++++ DATA IN THIS EXERCISE
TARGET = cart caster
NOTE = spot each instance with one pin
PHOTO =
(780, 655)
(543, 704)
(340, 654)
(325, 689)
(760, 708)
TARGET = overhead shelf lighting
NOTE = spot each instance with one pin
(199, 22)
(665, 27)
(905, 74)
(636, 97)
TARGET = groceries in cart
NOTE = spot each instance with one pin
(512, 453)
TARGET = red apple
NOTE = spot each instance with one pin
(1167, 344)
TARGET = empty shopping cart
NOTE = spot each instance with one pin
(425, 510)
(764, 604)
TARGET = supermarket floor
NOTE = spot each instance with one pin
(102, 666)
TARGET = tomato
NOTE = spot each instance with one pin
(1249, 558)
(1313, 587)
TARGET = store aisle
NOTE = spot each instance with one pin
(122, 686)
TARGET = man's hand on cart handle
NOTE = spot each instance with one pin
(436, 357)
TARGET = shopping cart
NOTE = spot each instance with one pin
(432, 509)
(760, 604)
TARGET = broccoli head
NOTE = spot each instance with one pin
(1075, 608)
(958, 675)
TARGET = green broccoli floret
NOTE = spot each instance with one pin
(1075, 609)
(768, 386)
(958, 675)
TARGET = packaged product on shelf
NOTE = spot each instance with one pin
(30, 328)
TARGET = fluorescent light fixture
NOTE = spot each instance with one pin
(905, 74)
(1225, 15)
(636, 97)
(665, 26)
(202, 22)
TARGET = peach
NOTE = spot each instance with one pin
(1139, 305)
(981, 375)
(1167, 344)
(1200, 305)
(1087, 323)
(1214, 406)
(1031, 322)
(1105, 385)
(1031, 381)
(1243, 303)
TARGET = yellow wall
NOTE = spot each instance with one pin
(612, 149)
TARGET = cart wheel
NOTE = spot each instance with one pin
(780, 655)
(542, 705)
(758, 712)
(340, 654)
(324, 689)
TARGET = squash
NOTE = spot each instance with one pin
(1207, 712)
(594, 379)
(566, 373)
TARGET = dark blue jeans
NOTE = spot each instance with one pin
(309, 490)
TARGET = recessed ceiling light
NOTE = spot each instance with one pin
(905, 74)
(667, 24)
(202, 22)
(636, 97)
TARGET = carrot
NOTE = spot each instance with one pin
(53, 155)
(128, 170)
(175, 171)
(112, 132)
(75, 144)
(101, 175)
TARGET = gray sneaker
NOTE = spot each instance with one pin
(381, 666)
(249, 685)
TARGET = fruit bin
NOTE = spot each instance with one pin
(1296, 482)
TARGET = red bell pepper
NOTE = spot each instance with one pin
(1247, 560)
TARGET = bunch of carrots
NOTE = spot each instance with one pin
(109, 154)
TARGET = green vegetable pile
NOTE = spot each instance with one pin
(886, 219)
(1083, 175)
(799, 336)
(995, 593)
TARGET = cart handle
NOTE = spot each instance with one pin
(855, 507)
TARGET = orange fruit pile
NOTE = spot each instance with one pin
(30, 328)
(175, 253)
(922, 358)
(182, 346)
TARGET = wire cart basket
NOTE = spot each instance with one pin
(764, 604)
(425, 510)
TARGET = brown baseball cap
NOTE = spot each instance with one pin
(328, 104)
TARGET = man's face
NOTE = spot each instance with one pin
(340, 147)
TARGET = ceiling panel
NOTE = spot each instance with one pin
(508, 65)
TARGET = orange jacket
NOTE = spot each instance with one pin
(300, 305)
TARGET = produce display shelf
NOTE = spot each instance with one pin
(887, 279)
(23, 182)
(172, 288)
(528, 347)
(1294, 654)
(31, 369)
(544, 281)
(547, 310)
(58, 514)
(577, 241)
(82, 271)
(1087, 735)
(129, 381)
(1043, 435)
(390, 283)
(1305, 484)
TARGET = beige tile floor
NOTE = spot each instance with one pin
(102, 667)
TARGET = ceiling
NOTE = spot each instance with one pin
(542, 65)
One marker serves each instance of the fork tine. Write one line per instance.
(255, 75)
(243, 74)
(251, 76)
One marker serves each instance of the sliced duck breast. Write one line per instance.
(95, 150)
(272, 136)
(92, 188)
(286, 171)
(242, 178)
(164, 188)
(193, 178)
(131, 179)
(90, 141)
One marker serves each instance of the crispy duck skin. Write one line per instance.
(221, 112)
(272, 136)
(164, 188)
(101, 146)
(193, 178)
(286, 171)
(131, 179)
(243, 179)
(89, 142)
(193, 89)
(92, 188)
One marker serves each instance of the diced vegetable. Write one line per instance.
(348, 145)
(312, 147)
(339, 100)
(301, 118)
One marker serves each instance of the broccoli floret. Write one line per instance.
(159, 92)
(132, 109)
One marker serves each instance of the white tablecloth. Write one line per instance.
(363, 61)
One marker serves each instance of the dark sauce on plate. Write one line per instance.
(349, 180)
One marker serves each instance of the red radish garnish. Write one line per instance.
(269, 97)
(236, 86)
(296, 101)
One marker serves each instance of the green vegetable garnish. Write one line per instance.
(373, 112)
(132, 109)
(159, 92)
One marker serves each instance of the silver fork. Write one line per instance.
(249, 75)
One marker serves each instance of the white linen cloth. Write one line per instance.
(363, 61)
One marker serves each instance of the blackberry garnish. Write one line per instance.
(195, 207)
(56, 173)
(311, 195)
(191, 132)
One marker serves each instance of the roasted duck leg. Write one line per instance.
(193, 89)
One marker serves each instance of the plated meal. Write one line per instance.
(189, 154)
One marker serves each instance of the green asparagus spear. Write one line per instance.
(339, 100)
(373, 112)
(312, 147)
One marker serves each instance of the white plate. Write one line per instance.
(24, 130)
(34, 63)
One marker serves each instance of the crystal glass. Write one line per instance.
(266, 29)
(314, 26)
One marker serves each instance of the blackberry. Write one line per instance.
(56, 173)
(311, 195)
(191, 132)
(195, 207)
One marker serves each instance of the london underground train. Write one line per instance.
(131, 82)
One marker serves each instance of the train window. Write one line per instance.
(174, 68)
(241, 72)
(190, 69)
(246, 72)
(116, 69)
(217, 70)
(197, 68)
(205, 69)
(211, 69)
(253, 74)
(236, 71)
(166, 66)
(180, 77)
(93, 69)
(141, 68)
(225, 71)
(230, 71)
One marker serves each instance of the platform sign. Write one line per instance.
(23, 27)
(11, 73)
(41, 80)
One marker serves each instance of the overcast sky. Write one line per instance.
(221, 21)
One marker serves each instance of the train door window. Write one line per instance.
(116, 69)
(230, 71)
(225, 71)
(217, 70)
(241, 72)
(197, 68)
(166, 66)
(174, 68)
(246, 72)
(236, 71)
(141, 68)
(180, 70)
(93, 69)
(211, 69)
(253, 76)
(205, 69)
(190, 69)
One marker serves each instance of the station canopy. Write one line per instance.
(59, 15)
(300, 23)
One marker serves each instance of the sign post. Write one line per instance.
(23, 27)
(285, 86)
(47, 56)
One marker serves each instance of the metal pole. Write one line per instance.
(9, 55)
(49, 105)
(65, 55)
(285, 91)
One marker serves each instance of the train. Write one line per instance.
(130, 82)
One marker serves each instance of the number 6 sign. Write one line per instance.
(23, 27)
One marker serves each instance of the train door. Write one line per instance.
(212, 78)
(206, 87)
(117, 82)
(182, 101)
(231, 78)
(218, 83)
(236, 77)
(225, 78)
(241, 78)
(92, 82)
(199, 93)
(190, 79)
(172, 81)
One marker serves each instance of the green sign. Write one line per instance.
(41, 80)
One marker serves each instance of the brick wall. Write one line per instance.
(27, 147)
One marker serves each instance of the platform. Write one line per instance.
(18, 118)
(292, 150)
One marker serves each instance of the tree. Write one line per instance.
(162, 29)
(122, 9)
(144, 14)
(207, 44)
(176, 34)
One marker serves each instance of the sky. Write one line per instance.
++++++++
* **DIRECTIONS FOR THIS TASK**:
Print only the lines from the one with "One marker serves each instance of the sign" to the end of the records, both included.

* **CORRECT OUTPUT**:
One marker serves each instance of the sign post. Write one line per instance.
(23, 27)
(285, 86)
(47, 56)
One marker serves each instance of the metal pole. Write one line per instance.
(9, 55)
(49, 105)
(65, 55)
(285, 91)
One marker serves each instance of the train. Write one line per instance.
(130, 82)
One marker serves each instance of the number 6 sign. Write one line per instance.
(23, 27)
One marker serves each instance of the train door. Write one line per instance.
(212, 78)
(206, 87)
(117, 82)
(182, 101)
(231, 78)
(218, 83)
(236, 77)
(225, 78)
(241, 78)
(92, 82)
(199, 93)
(190, 79)
(172, 81)
One marker serves each instance of the green sign. Write one line per instance.
(41, 80)
One marker serves each instance of the brick wall. Write one line per instance.
(27, 147)
One marker serves each instance of the platform. Write one line per instance.
(18, 118)
(292, 150)
One marker serves each instance of the tree. Write one line per instance.
(162, 29)
(122, 9)
(144, 14)
(207, 44)
(176, 34)
One marker serves each instance of the sky. Write one line per instance.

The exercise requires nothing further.